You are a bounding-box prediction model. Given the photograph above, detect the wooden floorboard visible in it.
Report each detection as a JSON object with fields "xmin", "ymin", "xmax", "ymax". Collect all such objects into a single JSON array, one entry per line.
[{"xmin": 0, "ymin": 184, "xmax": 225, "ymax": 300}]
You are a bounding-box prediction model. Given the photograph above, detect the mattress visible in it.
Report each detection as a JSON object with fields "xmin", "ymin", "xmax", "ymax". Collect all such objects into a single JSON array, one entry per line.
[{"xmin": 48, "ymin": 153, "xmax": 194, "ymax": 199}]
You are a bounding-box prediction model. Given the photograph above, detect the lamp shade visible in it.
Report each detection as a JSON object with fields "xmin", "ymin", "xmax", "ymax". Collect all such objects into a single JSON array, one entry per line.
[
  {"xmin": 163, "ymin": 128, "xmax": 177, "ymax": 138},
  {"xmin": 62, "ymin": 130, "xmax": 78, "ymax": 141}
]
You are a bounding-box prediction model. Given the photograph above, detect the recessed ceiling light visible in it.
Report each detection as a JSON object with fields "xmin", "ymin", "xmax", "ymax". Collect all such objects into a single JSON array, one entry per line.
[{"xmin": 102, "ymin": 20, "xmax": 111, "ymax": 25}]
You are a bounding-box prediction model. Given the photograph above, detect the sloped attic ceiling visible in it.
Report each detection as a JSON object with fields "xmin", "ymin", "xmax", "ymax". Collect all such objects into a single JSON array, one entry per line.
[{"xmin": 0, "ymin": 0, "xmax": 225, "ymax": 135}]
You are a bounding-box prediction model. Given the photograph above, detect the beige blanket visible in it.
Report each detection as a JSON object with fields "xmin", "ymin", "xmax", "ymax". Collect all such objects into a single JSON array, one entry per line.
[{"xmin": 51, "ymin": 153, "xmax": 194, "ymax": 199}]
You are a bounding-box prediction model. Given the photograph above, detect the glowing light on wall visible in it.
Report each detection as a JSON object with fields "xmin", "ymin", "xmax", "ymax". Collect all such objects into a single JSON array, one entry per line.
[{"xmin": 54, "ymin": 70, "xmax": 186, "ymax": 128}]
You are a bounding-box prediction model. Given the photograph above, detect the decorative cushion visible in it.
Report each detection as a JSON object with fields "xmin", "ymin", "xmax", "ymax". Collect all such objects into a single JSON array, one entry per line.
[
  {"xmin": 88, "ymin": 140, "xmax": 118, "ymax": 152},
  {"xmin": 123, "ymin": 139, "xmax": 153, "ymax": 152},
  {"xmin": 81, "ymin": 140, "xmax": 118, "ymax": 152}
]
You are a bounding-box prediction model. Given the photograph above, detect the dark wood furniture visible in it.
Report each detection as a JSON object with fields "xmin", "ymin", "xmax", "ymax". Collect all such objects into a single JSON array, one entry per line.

──────────────────────────────

### Objective
Render all the records above as a Markdown table with a "Row" column holding a running number and a "Line" column holding each line. Leave out blank lines.

### Full answer
| Row | Line |
|---|---|
| 1 | You are a bounding-box prediction model. Given the photograph above, detect the wooden floorboard visible in it. |
| 2 | Report each detection as a JSON object with fields "xmin", "ymin", "xmax", "ymax". Collect all such objects into a single JSON array, one entry per line. |
| 3 | [{"xmin": 0, "ymin": 184, "xmax": 225, "ymax": 300}] |
| 4 | You are a bounding-box prediction model. Given the photograph above, detect the mattress visible in it. |
| 5 | Report each detection as a JSON object with fields "xmin", "ymin", "xmax", "ymax". Collect all such objects into a single JSON array, one entry per line. |
| 6 | [{"xmin": 48, "ymin": 153, "xmax": 194, "ymax": 199}] |
| 7 | You are a bounding-box prediction model. Given the photograph above, detect the lamp shade visible in it. |
| 8 | Report each detection as a JSON object with fields "xmin", "ymin", "xmax", "ymax". Collect all such objects into a single JSON array, one entry per line. |
| 9 | [ |
| 10 |   {"xmin": 163, "ymin": 128, "xmax": 177, "ymax": 138}, |
| 11 |   {"xmin": 62, "ymin": 130, "xmax": 78, "ymax": 141} |
| 12 | ] |
| 13 | You are a bounding-box prediction model. Given the photograph above, detect the recessed ceiling light visible in it. |
| 14 | Report each detection as a JSON object with fields "xmin", "ymin", "xmax", "ymax". Collect all such objects into a single JSON array, one entry per line. |
| 15 | [{"xmin": 102, "ymin": 20, "xmax": 111, "ymax": 25}] |
| 16 | You are a bounding-box prediction model. Given the photograph above, detect the sloped attic ceiling visible in it. |
| 17 | Report each detection as a JSON object with fields "xmin", "ymin", "xmax", "ymax". Collect all such objects into a single JSON array, one entry per line. |
| 18 | [{"xmin": 0, "ymin": 0, "xmax": 225, "ymax": 135}] |
| 19 | You are a bounding-box prediction model. Given the photograph above, detect the beige blanket visible in it. |
| 20 | Report each detection as a JSON object with fields "xmin", "ymin", "xmax", "ymax". Collect all such objects into a single JSON array, one entry per line. |
| 21 | [{"xmin": 51, "ymin": 153, "xmax": 194, "ymax": 199}] |
| 22 | You are a bounding-box prediction model. Given the photograph above, detect the glowing light on wall visible in it. |
| 23 | Report each detection as a JSON object with fields "xmin", "ymin", "xmax", "ymax". Collect all such objects into a single JSON array, one entry per line. |
| 24 | [{"xmin": 54, "ymin": 70, "xmax": 186, "ymax": 128}] |
| 25 | You are a bounding-box prediction model. Given the photograph above, detect the decorative cushion visible in it. |
| 26 | Report each detection as a JSON object with fields "xmin", "ymin", "xmax", "ymax". Collect all such objects into a single JSON array, one entry per line. |
| 27 | [ |
| 28 |   {"xmin": 88, "ymin": 140, "xmax": 118, "ymax": 152}, |
| 29 |   {"xmin": 123, "ymin": 139, "xmax": 153, "ymax": 152}, |
| 30 |   {"xmin": 81, "ymin": 140, "xmax": 118, "ymax": 152} |
| 31 | ] |
| 32 | You are a bounding-box prediction model. Given the photograph above, detect the dark wood furniture visible in it. |
| 33 | Report each detection as a JSON object with fields "xmin", "ymin", "xmax", "ymax". Collect all such objects into a single JSON array, one entry per line. |